#### Exercise prompt:
Pull out each line of the entries below that contains the string "eagle". Matching is case-sensitive.

#### Records for this exercise:
------------------------------------------------------------

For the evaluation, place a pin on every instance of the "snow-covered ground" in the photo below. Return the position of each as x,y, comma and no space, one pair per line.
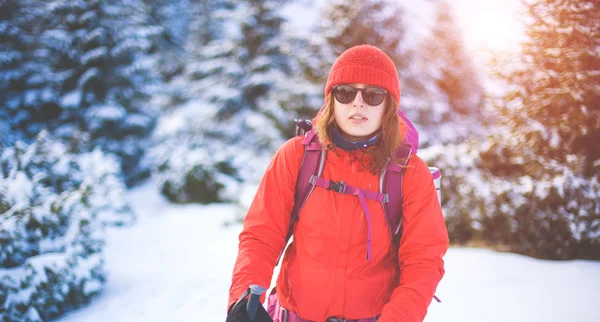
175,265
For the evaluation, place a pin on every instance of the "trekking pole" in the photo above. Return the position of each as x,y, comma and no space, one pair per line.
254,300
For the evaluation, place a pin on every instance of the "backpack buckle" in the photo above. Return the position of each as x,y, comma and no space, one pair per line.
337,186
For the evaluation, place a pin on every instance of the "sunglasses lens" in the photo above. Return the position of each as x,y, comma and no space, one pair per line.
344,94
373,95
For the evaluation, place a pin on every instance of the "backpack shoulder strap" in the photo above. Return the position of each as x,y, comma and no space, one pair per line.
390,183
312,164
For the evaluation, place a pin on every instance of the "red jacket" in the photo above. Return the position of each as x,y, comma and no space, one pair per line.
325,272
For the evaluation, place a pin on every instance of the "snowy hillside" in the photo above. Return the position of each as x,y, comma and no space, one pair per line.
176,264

------------------------------------------------------------

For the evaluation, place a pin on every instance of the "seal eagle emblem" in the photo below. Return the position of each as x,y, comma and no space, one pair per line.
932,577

------------------------------------------------------------

#### Answer below:
For the evaluation, place a pin on every instance of the "seal eagle emblem" in the photo below. Return the position of each as x,y, comma and no space, one pair per line.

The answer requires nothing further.